Your answer must be an exact copy of the lines from the one holding "For every instance of the gravel" through the last line of the entries below, with nothing added.
════════
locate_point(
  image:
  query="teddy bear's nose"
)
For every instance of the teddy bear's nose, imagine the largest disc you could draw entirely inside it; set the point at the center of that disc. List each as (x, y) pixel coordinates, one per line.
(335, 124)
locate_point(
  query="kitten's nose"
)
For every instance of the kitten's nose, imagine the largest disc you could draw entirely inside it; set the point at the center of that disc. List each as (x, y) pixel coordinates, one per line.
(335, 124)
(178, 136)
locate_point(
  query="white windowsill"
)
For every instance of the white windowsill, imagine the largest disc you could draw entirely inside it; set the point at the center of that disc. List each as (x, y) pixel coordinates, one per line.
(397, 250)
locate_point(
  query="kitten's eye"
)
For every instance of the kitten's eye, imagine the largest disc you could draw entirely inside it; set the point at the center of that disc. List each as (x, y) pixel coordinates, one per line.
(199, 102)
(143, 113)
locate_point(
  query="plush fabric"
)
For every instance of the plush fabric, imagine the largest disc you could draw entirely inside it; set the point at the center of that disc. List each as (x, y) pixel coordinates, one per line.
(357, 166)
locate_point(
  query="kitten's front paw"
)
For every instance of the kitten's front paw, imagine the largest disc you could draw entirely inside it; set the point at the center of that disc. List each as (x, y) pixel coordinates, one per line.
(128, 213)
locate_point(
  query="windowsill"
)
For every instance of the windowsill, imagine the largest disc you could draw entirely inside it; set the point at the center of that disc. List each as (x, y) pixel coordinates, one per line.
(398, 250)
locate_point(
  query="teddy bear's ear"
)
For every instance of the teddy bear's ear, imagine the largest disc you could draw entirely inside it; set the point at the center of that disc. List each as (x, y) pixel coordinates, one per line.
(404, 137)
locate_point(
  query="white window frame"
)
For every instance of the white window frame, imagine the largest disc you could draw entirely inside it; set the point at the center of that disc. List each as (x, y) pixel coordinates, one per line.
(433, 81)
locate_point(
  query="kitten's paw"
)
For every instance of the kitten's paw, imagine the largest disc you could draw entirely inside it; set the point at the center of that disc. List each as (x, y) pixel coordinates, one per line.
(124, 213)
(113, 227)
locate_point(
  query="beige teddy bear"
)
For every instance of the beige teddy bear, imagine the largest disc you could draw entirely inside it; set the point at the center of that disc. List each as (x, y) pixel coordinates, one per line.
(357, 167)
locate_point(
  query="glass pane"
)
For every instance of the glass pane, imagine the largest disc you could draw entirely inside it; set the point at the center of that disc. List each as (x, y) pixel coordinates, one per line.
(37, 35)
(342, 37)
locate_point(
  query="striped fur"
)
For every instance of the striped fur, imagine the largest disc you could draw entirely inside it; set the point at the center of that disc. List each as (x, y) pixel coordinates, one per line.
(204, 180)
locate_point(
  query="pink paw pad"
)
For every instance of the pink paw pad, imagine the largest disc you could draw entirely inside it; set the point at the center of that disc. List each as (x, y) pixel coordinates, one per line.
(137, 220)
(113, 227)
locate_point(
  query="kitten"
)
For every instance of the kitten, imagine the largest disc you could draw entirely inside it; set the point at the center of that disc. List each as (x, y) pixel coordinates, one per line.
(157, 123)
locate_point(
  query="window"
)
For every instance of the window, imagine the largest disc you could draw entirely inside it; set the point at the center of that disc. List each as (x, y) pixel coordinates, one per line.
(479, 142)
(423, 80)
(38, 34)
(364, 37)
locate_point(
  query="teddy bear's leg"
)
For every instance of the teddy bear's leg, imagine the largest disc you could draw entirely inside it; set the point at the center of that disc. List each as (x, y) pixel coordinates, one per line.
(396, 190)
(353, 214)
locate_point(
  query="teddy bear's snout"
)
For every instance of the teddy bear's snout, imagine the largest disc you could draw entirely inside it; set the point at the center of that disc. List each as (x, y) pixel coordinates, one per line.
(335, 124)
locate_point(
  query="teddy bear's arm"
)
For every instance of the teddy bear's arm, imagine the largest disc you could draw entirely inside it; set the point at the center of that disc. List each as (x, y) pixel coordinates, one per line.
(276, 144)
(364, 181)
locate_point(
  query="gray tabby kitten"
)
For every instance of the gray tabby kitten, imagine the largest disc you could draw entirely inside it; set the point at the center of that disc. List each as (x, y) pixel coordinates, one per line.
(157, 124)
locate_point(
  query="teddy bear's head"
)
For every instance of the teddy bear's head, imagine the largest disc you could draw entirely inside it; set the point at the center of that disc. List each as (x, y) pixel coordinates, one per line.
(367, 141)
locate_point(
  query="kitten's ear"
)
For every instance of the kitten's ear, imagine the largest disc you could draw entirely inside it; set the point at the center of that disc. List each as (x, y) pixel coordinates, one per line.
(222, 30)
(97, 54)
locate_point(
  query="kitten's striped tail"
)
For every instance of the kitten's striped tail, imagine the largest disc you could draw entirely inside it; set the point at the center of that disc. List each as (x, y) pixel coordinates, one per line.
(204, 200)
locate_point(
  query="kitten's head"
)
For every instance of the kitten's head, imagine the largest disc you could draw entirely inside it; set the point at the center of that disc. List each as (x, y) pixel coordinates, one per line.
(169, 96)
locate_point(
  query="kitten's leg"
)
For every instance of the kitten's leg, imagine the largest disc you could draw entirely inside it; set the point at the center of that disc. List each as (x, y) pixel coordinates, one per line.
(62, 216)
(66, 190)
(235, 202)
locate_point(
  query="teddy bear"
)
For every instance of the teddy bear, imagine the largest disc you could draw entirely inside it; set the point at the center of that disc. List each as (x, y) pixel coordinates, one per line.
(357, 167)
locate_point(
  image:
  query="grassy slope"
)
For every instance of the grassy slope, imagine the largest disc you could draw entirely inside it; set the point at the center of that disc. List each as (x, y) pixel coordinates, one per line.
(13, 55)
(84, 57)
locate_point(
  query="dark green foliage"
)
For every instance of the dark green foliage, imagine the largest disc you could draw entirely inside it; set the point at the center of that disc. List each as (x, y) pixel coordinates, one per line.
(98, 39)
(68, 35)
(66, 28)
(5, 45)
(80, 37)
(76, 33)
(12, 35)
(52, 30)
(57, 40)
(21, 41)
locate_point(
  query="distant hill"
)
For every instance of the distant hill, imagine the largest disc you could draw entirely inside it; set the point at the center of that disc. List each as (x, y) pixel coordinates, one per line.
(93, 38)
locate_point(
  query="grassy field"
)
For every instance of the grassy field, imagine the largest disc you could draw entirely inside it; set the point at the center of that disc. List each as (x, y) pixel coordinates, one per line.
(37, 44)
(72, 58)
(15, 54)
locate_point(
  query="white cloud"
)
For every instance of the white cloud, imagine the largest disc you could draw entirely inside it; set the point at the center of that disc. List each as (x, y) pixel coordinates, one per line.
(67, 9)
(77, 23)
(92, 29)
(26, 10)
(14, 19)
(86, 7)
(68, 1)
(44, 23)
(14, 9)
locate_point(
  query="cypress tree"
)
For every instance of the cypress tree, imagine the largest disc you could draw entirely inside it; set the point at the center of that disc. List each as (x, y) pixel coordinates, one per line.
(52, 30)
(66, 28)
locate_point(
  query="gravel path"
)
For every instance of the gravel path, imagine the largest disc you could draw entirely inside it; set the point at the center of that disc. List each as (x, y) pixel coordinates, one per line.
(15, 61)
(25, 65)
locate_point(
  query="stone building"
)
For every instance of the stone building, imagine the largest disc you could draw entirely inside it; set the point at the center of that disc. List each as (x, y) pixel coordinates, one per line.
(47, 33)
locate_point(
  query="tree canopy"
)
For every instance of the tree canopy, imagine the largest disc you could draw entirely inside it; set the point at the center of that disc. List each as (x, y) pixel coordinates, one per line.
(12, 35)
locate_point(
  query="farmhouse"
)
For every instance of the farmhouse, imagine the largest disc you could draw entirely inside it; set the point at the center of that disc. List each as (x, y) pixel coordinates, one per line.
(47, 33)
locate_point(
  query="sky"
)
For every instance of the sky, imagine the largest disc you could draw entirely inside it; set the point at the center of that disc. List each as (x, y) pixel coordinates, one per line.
════════
TASK ANSWER:
For every instance of the gravel path, imagine the largest disc you could draw entirely inside it; set the point at the center of that disc. List each as (x, y) pixel coordinates, one per line.
(15, 61)
(25, 65)
locate_point(
  query="stone building"
)
For every instance of the stone building, imagine the largest disc you could draw entirely inside it; set the point at the center of that disc. List each as (x, y) pixel coordinates, one per line.
(47, 33)
locate_point(
  query="tree canopy"
)
For every instance of the tree canopy, imagine the largest disc you could draw entirely inside it; set the point at the center of that disc. List each as (x, y) pixel coordinates, one per line.
(12, 35)
locate_point(
  query="farmhouse"
)
For every instance of the farmhouse, imagine the largest disc you could draw entirely inside it; set the point at the center of that disc. List each as (x, y) pixel coordinates, one per line.
(47, 33)
locate_point(
  query="sky"
)
For every instance of the sky, imagine the largest disc you could draw entirely inside it; set the point at the center of that disc. List each as (x, y) pixel coordinates, one per line.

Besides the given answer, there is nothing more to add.